= INSTRUCTIONS FOR THE TASK =
Copy the records word for word, from the start of the records through the line that contains "pixel 263 344", and include that line. Leave the pictures out of your copy.

= DATASET EXTRACT =

[start]

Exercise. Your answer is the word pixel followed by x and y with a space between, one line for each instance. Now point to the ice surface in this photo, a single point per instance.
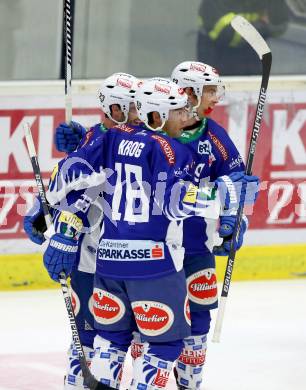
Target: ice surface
pixel 263 344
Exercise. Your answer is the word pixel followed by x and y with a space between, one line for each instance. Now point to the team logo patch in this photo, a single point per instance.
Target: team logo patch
pixel 125 128
pixel 136 350
pixel 124 83
pixel 194 357
pixel 166 148
pixel 90 304
pixel 187 311
pixel 219 145
pixel 196 66
pixel 152 318
pixel 202 287
pixel 76 305
pixel 204 147
pixel 162 89
pixel 88 136
pixel 161 378
pixel 107 308
pixel 130 250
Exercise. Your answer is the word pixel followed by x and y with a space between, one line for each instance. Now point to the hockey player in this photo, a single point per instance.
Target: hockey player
pixel 206 138
pixel 116 95
pixel 139 260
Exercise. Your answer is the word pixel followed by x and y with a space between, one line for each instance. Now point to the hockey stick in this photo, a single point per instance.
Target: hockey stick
pixel 67 24
pixel 252 36
pixel 89 379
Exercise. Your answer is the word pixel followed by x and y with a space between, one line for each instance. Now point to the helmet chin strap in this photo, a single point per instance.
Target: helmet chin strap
pixel 119 122
pixel 195 109
pixel 208 111
pixel 156 128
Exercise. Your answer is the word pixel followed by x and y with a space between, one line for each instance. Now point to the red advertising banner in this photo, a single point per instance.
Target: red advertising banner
pixel 280 158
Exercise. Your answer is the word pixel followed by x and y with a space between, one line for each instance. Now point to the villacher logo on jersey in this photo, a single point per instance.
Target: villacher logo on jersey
pixel 130 250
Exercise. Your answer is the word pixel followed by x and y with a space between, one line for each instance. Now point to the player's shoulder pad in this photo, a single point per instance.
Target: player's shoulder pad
pixel 166 145
pixel 219 137
pixel 124 128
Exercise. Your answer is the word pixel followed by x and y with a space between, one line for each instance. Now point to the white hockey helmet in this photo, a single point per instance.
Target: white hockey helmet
pixel 161 95
pixel 119 88
pixel 196 75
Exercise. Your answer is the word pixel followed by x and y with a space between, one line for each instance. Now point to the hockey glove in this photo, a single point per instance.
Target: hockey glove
pixel 226 230
pixel 67 137
pixel 237 189
pixel 60 255
pixel 34 223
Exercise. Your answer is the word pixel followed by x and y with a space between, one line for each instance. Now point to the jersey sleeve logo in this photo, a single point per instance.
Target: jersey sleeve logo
pixel 88 136
pixel 166 148
pixel 218 144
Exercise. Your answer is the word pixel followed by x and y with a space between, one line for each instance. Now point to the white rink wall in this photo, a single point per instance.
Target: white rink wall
pixel 280 213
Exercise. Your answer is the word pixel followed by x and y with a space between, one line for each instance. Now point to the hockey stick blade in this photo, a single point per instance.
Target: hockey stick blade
pixel 89 380
pixel 251 35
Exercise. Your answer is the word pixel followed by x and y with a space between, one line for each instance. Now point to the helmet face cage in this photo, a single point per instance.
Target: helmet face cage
pixel 119 88
pixel 196 75
pixel 160 95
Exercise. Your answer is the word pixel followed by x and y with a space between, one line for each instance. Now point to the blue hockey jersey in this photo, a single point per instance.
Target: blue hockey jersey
pixel 209 141
pixel 145 181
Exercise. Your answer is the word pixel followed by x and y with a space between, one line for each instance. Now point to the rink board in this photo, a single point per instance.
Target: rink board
pixel 26 271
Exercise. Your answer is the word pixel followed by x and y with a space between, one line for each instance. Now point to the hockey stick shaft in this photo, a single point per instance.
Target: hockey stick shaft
pixel 67 23
pixel 257 42
pixel 89 379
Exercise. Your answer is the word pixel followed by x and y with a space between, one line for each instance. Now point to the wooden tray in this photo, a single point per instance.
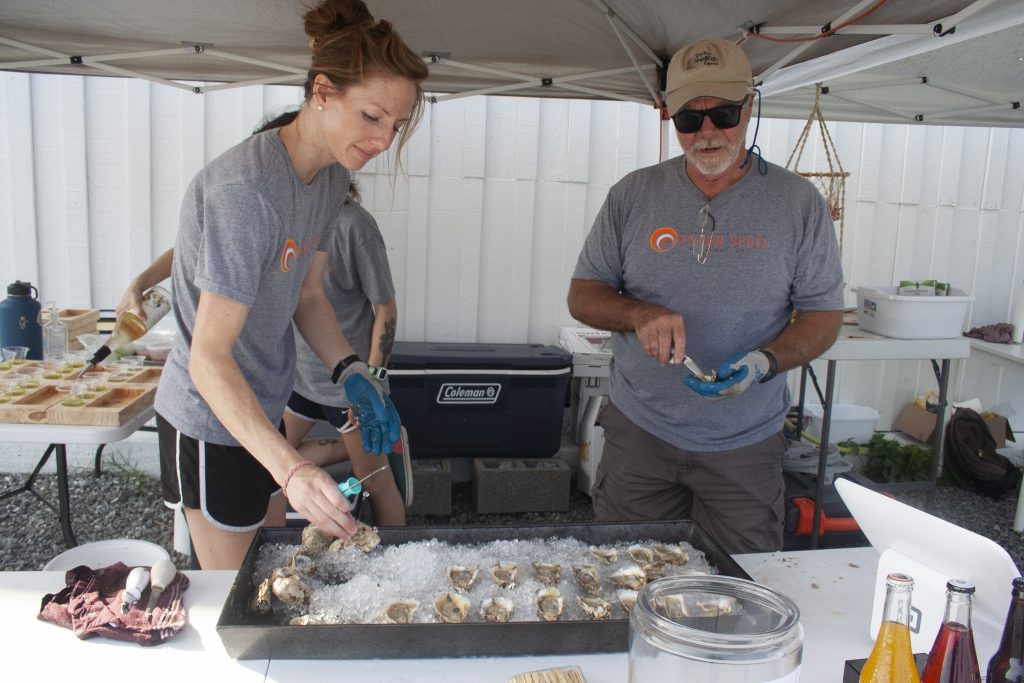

[end]

= WORKED SOLUTION =
Exercise. Your answer is the word pixel followed by x and y with a space between, one line for each instance. Now point to the ice surface in this photo, a single point per instance.
Target: ice surface
pixel 263 344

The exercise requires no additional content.